Requirement: Locate "Indicate the metal" in the records below, then copy its line and every following line exactly, without the pictures.

*** Block opens ***

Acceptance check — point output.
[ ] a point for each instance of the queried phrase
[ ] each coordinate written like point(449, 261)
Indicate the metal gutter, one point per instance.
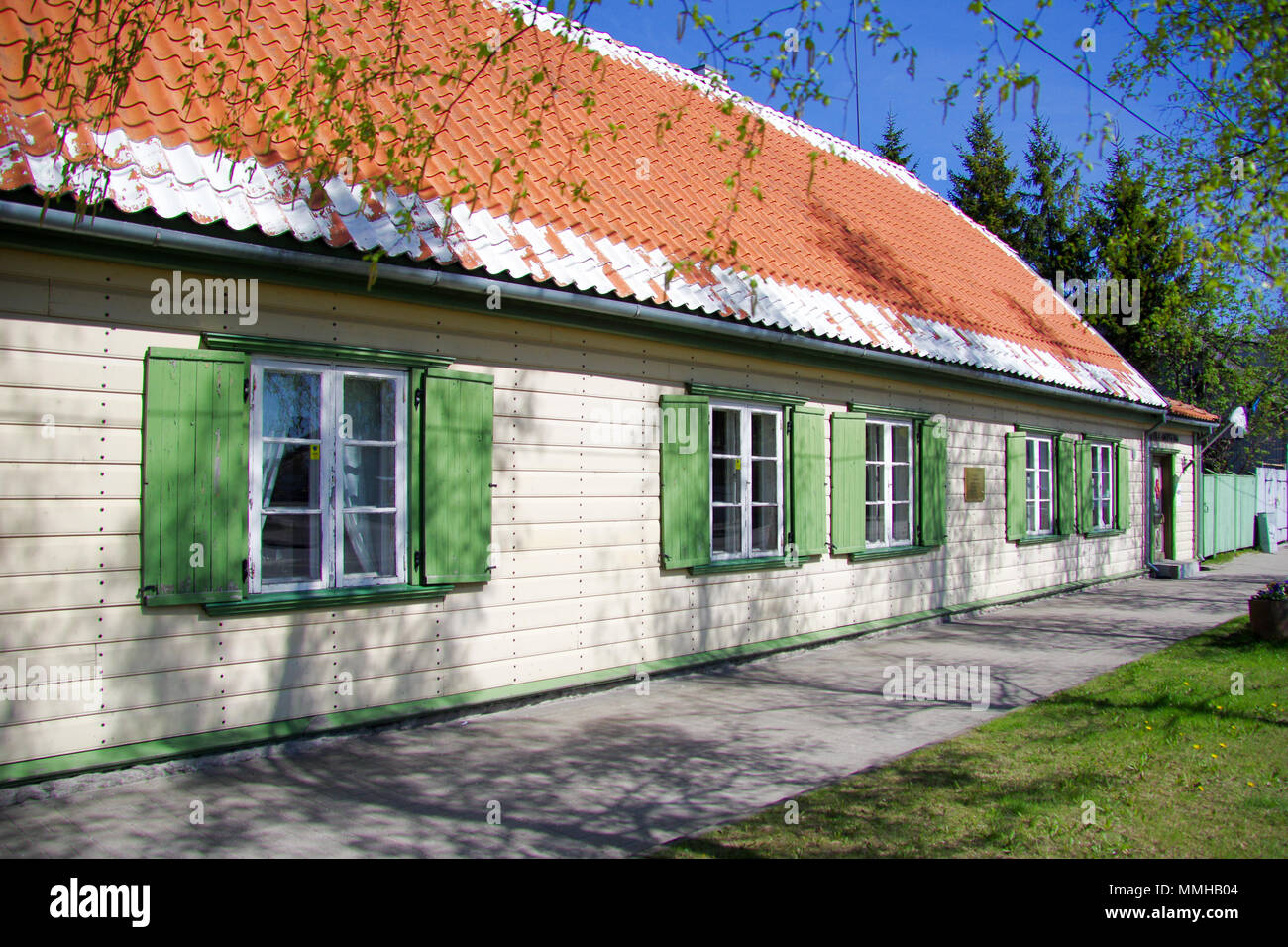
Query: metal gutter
point(424, 278)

*** Block closes ***

Response area:
Indicate the metal gutter, one point per instance.
Query: metal gutter
point(424, 278)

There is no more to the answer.